◆ What to work on
Copy out all the data, word for word.
>> start
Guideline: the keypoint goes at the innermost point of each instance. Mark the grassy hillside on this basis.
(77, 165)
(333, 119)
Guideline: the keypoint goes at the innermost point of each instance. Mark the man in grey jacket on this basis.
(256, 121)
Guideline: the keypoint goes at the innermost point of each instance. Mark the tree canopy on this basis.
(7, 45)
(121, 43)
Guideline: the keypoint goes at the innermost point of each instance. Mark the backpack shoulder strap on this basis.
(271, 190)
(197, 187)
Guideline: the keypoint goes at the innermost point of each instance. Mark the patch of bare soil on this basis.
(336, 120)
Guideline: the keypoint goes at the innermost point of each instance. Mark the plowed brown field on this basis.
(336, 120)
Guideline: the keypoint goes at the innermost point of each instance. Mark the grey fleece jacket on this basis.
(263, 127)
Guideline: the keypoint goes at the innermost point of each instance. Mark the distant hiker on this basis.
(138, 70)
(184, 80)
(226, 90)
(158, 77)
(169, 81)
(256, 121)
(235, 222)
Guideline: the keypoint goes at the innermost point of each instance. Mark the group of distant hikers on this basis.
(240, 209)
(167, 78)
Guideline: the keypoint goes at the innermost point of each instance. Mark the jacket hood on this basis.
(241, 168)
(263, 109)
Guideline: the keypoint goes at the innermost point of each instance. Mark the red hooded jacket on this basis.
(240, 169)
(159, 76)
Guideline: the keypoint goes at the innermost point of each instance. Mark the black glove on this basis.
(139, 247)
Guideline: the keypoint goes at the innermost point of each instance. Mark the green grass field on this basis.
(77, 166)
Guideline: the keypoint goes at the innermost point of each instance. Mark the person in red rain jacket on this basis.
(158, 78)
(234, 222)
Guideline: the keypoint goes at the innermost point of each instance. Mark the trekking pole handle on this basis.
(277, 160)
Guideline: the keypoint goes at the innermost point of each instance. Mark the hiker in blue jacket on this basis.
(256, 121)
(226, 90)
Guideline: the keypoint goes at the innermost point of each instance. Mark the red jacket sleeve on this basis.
>> end
◆ Correct answer
Guideline: the keypoint goes at the innermost point of each instance. Mark the grassy hillside on this basis.
(77, 165)
(333, 119)
Guideline: the keypoint goes at the innermost point of each instance. Mark the man in grey jacket on this basis.
(256, 121)
Guideline: the keypoint goes at the innermost point of each instance. Mark the tree canopy on this basis.
(7, 45)
(121, 43)
Guideline: the keypoint goes at the innermost point of each instance. Mark the backpack shoulder strap on this basis.
(271, 190)
(197, 187)
Guideline: the keypoint goes at the innermost point of each instance. Mark the patch of bare soil on this basis.
(336, 120)
Guideline: the keypoint goes at the innermost point of each instance. Mark the plowed brown field on this basis.
(336, 120)
Guideline: the keypoint goes at the innermost point of each instance. Mark the grey fleece jacket on this basis.
(263, 127)
Guideline: the keypoint goes at the innermost point of each instance. Mark the distant hiker on this basis.
(138, 70)
(184, 80)
(226, 90)
(158, 77)
(169, 81)
(256, 121)
(235, 222)
Guideline: the keypoint goes at the innermost point of each instance. Mark the group of distant hikers on this basis.
(240, 209)
(167, 78)
Guideline: the keypoint goes at the innermost point of each instance. Mark the jacket hood on this basis.
(241, 168)
(263, 109)
Guideline: the keypoint goes at the innermost point of each instance. Mark the red hooded jacket on this basis.
(240, 169)
(159, 76)
Guideline: the keypoint goes at the innermost point of each instance. Mark the black glove on this basis.
(139, 247)
Guideline: the keypoint goes at the innermost point of each instance. Mark the green grass field on this basis.
(77, 166)
Guideline: the keypoint goes at the innermost point of each instance. Mark the person in red rain jacket on this basis.
(158, 78)
(234, 222)
Guideline: the keypoint goes at the innermost point of each instance. Mark the trekking pole handle on this basis.
(277, 160)
Guideline: the keypoint goes at the innermost point of each instance. Mark the hiker in blue jacket on this basis.
(256, 121)
(226, 90)
Guideline: the keypoint goes at the innermost point of each instance. Mark the red jacket sleeve on this basis.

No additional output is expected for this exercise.